REQUIRED ACTION » For this exercise, restate word for word only the lines from the first line of the data to the line containing "positive clicks: (155, 258)".

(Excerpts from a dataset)
┌──

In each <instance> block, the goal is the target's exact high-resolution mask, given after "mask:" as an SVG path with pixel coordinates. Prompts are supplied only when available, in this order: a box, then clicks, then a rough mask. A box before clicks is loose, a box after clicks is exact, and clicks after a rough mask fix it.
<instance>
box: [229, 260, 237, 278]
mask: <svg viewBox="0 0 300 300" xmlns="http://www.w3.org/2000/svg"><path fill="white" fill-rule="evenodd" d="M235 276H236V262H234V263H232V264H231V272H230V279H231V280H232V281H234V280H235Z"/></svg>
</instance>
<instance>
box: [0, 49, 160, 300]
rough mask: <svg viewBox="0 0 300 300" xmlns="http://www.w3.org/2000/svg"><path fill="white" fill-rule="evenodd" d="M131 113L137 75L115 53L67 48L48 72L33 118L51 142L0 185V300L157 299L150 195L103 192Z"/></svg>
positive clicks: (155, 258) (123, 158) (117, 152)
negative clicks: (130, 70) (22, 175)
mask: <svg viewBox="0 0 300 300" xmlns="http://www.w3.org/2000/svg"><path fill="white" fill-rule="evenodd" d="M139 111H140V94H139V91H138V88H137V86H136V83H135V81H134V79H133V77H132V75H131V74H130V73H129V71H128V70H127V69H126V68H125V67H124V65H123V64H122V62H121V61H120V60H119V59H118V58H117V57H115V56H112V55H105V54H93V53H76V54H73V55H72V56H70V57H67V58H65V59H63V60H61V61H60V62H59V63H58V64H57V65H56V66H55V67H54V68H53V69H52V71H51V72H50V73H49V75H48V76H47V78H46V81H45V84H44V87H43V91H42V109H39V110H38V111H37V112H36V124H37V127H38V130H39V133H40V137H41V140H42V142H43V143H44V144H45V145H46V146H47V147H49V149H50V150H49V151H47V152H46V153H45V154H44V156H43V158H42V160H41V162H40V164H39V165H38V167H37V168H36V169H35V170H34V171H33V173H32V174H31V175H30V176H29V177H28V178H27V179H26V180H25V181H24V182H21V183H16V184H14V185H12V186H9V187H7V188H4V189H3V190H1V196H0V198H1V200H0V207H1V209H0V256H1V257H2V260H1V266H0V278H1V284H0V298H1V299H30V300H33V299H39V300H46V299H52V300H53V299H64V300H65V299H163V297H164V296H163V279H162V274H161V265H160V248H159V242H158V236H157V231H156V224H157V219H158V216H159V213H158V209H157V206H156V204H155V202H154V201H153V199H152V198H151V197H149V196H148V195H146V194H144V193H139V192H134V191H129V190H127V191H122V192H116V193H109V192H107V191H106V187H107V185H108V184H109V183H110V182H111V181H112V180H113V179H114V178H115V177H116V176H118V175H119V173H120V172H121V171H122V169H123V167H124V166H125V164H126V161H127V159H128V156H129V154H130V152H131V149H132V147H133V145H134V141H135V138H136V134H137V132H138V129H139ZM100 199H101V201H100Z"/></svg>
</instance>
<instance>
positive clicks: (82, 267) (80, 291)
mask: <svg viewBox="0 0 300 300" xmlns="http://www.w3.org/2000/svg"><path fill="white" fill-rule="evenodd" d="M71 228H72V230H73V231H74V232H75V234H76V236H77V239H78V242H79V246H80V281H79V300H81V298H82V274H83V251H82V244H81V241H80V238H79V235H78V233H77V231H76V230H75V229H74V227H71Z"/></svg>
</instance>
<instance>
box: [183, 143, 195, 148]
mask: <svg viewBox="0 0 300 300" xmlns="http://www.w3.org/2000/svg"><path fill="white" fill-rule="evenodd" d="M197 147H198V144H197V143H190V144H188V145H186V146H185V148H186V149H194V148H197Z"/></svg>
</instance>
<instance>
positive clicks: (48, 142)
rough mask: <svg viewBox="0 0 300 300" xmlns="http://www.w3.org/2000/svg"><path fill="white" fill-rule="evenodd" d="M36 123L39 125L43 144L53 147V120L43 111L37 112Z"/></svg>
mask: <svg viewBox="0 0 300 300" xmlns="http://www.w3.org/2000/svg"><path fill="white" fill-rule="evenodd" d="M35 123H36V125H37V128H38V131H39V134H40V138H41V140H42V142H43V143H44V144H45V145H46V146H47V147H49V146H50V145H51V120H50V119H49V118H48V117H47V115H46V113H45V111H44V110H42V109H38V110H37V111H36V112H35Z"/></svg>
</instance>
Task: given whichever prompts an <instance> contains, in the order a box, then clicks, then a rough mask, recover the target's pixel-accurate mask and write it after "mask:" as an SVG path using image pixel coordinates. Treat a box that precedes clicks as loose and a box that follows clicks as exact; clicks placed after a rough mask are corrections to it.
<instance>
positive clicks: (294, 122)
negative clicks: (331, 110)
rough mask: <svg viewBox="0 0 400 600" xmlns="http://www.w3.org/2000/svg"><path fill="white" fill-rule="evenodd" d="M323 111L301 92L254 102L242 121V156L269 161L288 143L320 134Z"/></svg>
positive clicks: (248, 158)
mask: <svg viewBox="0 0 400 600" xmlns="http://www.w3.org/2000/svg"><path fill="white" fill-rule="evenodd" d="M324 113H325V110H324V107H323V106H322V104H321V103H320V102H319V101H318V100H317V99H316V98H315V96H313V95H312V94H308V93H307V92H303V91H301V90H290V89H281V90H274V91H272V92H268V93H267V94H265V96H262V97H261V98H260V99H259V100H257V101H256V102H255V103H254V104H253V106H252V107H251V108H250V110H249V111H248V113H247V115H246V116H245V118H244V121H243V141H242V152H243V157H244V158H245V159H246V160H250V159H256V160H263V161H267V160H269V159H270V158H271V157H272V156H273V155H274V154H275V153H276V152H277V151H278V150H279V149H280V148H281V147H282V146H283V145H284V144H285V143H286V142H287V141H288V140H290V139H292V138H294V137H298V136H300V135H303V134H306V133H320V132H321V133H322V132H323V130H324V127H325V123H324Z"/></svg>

└──

SOLUTION »
In each <instance> block, the goal is the target's exact high-resolution mask, given after "mask:" as an SVG path with pixel coordinates. Prompts are supplied only when available, in this order: a box, then clicks, then a rough mask. A box before clicks is loose, a box after clicks is exact, and clicks after a rough mask fix it.
<instance>
box: [229, 260, 237, 278]
mask: <svg viewBox="0 0 300 300" xmlns="http://www.w3.org/2000/svg"><path fill="white" fill-rule="evenodd" d="M235 276H236V262H234V263H232V264H231V272H230V279H231V280H232V281H234V280H235Z"/></svg>
</instance>
<instance>
box: [0, 49, 160, 300]
rough mask: <svg viewBox="0 0 300 300" xmlns="http://www.w3.org/2000/svg"><path fill="white" fill-rule="evenodd" d="M131 113L137 75L115 53L67 48L48 72L33 118L51 142L0 185V300L157 299L150 195L103 192Z"/></svg>
positive clicks: (155, 258) (123, 158) (117, 152)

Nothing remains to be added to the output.